── INPUT ──

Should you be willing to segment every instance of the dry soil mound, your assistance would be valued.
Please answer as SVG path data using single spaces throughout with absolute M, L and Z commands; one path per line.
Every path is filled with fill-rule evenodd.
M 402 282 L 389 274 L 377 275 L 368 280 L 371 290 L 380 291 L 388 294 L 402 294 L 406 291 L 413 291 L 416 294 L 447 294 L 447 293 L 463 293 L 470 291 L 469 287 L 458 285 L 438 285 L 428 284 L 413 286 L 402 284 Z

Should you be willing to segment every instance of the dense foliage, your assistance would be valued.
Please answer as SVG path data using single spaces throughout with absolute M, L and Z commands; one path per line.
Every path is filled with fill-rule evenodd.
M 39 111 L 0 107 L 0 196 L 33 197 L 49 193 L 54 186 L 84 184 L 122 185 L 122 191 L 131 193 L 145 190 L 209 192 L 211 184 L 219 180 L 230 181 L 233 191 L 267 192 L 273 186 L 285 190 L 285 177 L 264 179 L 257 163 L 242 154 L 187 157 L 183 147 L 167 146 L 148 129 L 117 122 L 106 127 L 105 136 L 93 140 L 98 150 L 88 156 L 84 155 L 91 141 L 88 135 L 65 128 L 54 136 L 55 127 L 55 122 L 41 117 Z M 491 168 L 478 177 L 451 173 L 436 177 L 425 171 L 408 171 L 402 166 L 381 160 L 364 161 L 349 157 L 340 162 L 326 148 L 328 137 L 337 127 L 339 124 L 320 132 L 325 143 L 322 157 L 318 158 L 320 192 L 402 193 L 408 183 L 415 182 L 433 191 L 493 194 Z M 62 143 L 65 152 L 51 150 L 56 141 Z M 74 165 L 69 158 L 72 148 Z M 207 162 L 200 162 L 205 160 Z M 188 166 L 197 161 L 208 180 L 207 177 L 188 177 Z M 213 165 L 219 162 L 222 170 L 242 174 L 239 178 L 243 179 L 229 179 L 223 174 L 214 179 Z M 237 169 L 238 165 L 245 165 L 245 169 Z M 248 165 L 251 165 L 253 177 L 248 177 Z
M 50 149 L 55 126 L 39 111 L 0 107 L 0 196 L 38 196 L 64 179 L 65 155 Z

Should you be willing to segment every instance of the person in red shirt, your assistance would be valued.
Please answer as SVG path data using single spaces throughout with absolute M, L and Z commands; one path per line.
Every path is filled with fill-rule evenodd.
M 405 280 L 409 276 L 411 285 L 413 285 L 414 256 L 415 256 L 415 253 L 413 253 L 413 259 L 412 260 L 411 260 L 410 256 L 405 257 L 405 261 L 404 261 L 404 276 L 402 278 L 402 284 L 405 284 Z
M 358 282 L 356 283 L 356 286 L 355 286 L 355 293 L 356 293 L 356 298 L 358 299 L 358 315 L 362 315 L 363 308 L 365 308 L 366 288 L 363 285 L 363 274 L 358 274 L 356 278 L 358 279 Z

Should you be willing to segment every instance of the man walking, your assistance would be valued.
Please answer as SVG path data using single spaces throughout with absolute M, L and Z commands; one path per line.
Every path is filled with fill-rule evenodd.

───
── INPUT ──

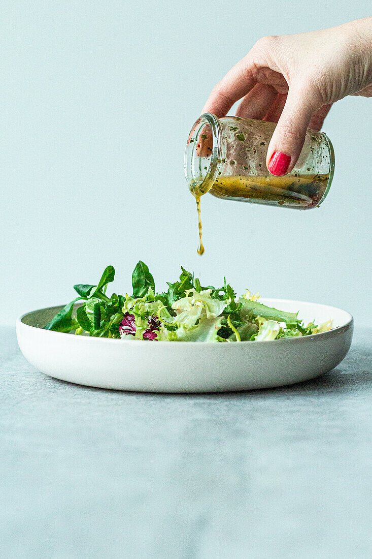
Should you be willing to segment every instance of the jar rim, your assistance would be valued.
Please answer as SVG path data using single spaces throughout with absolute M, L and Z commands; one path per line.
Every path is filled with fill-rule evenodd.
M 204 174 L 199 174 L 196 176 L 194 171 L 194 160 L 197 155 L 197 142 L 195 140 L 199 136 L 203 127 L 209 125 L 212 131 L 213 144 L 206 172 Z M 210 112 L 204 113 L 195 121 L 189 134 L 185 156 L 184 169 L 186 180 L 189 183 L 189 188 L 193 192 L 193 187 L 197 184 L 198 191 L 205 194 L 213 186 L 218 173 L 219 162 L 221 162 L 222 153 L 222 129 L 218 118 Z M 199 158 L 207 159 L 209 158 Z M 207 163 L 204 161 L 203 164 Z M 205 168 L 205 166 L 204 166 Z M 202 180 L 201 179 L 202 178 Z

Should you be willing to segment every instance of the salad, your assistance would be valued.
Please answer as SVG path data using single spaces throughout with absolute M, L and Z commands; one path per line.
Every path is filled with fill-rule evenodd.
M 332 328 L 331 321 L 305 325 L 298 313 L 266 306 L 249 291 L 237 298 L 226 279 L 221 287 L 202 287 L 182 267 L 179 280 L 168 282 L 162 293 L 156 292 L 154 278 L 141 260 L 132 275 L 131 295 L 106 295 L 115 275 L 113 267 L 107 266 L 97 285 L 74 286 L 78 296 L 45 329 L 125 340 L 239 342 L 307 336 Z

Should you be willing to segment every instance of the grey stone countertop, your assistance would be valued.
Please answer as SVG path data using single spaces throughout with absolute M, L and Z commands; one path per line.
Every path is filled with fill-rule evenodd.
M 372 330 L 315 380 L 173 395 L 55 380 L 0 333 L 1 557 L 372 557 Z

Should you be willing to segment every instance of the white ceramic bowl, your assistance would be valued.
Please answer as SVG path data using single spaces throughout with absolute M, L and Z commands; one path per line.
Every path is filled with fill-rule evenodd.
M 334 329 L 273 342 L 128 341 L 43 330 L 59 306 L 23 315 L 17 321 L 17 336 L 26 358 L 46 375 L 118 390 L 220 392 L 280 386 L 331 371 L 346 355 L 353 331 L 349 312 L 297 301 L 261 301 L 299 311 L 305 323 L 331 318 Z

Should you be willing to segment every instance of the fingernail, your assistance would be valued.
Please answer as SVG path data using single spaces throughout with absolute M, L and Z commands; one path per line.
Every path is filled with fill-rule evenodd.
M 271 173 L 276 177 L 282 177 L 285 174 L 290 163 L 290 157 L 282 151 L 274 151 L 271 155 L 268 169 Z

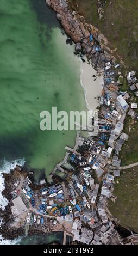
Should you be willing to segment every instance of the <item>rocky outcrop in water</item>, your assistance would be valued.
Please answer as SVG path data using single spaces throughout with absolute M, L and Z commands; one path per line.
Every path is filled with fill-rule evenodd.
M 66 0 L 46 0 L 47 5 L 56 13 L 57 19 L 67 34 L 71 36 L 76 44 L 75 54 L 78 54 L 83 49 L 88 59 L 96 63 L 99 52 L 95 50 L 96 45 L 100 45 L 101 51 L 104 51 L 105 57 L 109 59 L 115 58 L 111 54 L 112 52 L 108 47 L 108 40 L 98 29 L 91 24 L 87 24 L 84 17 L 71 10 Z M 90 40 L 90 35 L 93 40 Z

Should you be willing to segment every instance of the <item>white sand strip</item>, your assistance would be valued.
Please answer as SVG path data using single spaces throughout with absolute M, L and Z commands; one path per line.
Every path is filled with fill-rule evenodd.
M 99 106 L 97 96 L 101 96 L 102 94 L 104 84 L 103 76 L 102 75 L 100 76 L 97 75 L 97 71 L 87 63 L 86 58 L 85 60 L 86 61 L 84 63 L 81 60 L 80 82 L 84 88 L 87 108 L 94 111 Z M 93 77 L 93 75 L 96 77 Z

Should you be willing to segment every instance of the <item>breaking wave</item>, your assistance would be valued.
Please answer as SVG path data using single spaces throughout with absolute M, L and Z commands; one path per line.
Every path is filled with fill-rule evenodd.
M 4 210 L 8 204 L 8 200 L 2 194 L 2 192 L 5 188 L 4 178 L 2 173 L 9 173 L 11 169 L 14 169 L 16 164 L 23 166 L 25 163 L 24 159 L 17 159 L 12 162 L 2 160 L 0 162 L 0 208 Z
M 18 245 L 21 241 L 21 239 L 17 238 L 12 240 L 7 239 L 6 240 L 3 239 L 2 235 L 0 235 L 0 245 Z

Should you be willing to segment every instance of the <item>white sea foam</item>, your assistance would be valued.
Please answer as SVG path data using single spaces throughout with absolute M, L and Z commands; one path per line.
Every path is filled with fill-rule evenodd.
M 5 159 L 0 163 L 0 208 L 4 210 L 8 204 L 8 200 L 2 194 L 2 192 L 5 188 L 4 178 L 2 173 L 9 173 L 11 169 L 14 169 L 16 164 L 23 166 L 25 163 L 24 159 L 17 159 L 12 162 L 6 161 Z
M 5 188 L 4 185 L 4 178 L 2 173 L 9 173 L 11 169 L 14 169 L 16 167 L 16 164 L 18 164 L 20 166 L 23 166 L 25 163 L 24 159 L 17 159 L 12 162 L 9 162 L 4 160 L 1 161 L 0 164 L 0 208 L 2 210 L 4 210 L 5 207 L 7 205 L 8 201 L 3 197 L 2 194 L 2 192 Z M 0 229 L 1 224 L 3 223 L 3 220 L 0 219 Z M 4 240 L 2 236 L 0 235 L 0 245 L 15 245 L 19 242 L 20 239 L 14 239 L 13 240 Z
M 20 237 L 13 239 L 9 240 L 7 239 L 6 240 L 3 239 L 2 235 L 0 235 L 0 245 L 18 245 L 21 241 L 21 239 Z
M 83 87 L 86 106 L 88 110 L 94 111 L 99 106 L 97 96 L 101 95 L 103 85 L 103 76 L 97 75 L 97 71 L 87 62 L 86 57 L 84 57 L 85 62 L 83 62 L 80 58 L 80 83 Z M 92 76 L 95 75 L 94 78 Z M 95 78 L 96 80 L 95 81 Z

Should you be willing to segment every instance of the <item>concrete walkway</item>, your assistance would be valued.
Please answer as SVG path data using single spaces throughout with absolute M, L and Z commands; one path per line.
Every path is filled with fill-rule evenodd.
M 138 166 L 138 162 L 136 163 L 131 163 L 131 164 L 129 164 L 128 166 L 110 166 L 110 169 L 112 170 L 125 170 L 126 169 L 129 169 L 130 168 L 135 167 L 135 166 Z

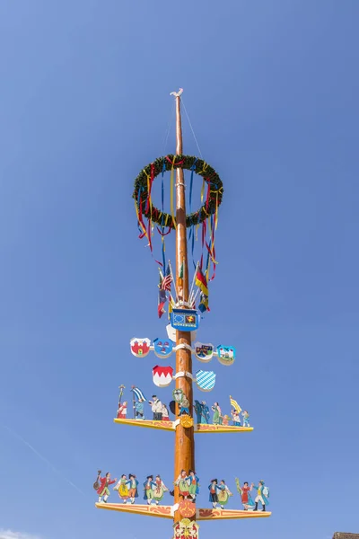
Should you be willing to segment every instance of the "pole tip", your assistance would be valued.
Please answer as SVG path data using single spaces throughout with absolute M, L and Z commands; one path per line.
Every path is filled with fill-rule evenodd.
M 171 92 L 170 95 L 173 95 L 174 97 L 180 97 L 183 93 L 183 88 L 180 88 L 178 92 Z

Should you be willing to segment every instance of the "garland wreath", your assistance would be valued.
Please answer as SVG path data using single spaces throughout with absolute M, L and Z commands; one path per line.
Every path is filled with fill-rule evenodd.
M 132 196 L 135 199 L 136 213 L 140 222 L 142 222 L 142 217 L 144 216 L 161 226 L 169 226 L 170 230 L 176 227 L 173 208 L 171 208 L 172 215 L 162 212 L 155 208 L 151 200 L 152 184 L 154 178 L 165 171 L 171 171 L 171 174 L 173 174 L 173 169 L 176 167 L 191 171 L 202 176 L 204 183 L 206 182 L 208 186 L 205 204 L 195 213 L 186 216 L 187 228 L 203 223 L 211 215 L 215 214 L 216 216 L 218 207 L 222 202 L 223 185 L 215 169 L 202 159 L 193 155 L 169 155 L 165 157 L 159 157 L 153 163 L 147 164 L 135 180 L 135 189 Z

───
── INPUT ──

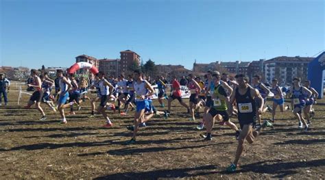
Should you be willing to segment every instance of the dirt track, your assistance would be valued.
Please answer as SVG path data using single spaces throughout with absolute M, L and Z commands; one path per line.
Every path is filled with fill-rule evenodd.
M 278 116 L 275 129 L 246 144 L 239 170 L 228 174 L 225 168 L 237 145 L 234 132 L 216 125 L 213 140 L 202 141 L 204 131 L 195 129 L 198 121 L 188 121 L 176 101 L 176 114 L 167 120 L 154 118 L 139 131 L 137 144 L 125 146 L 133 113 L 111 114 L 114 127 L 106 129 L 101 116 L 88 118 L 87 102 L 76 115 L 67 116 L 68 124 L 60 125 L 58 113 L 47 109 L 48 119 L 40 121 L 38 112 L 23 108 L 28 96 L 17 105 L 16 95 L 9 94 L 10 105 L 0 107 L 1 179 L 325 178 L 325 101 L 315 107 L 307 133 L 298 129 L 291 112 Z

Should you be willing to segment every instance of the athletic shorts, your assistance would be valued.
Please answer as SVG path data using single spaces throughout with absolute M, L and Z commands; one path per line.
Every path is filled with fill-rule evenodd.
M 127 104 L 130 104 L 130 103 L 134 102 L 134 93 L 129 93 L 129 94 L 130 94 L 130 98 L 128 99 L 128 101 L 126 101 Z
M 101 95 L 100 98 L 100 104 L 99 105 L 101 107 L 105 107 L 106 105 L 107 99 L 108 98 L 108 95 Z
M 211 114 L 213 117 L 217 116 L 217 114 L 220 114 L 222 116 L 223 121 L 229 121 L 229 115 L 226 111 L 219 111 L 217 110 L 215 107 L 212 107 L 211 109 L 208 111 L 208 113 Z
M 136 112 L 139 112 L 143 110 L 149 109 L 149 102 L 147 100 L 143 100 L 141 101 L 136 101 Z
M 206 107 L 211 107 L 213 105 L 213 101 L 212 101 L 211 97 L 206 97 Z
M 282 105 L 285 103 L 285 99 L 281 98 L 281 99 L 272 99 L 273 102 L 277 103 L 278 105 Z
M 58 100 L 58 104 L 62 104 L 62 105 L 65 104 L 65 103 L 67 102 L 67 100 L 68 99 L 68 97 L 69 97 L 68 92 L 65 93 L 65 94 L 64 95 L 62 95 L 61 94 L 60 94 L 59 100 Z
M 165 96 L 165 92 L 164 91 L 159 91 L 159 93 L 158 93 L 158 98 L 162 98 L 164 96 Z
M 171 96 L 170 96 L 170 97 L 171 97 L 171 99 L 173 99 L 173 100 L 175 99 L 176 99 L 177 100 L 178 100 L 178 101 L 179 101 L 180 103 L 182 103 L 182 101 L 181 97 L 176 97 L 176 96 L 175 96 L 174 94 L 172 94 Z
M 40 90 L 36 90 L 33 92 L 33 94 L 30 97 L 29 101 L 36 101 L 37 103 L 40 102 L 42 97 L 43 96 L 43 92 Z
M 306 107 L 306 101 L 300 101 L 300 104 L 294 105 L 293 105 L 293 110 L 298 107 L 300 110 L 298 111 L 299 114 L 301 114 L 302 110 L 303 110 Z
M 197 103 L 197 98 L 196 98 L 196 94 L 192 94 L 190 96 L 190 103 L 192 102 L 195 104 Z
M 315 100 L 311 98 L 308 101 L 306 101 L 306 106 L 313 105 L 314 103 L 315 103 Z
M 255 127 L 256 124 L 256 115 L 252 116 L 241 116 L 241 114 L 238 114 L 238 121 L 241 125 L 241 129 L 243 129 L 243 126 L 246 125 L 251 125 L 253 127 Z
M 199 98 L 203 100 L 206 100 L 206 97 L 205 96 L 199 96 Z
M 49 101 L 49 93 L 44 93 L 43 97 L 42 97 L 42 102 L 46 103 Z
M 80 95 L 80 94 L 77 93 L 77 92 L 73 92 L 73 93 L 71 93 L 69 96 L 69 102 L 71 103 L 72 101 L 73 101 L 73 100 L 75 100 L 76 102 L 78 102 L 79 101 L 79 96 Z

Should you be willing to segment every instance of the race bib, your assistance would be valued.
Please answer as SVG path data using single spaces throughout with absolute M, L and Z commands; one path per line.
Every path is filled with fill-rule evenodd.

───

List every line above that contains the string "item", copying each one in full.

Should you be willing to segment every instance of the <item>rocky outcrop in water</item>, your assistance would be valued.
Should you be willing to segment every instance of the <item>white sand strip</item>, your assistance would be valued.
Should you be willing to segment every instance of the <item>breaking wave</item>, your assistance would be valued.
Should you be willing to segment every instance of the <item>white sea foam</item>, your assistance would be valued.
Should you be willing to segment every instance of the <item>concrete walkway</item>, your assistance would be valued.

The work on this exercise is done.